**About this task**. What is needed here is an exact repetition of the records below, beginning at the line that has "Locate the white marking" and stopping after the line that has "Locate the cow's neck".

**Information**.

--

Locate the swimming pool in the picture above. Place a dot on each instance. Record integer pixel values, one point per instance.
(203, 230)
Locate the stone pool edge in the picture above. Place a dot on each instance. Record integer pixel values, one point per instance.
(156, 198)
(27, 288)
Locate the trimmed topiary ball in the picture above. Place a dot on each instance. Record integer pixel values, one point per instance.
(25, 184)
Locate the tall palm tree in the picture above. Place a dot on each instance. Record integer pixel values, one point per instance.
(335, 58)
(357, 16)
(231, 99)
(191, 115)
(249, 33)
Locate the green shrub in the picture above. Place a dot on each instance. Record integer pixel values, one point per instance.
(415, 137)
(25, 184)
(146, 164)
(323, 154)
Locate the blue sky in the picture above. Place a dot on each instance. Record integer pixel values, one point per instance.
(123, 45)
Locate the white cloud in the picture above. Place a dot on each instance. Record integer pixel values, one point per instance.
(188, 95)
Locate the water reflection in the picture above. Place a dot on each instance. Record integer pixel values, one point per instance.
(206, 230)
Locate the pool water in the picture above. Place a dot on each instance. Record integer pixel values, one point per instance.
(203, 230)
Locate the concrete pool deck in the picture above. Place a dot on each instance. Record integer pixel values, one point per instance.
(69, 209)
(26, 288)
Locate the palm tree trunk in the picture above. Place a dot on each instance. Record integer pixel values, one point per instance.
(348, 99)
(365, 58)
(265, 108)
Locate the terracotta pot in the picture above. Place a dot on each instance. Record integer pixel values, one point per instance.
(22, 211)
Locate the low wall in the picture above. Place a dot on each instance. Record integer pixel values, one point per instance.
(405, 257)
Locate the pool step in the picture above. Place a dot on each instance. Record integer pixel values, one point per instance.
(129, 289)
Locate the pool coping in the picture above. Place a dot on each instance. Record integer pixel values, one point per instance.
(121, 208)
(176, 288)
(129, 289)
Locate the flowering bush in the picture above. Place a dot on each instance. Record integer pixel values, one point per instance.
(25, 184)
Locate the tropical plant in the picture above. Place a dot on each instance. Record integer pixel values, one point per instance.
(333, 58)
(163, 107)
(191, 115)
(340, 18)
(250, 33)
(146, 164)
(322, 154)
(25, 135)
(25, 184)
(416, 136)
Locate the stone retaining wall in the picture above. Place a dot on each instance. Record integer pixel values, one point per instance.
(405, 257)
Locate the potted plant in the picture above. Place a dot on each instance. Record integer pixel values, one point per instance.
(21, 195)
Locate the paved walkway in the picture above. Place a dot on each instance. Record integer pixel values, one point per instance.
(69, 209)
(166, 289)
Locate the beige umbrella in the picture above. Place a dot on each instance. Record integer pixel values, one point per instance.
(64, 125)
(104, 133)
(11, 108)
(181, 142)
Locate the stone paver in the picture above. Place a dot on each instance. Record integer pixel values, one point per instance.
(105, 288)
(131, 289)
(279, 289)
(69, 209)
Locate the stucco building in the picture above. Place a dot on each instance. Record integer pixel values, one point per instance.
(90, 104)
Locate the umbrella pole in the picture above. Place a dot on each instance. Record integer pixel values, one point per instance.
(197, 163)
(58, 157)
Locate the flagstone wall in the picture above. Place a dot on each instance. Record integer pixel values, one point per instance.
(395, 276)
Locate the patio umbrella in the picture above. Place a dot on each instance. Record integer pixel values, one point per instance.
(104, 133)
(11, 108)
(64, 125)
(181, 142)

--

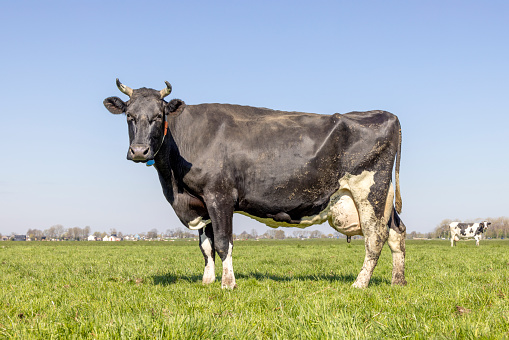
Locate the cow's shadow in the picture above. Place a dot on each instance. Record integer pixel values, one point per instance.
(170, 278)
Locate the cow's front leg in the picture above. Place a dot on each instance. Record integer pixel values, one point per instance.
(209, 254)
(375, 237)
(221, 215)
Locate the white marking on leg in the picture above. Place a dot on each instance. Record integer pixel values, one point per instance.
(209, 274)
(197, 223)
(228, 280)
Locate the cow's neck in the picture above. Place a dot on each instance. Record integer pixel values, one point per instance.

--

**Result for this task**.
Locate the white marking on leg in the picture above. Place a dot on each instance. Record integer pixel values, one point per instance.
(209, 274)
(197, 223)
(228, 280)
Locate the cow's neck in the picture above. Place a dot on each instance. Record integer pixel values, one point per instance.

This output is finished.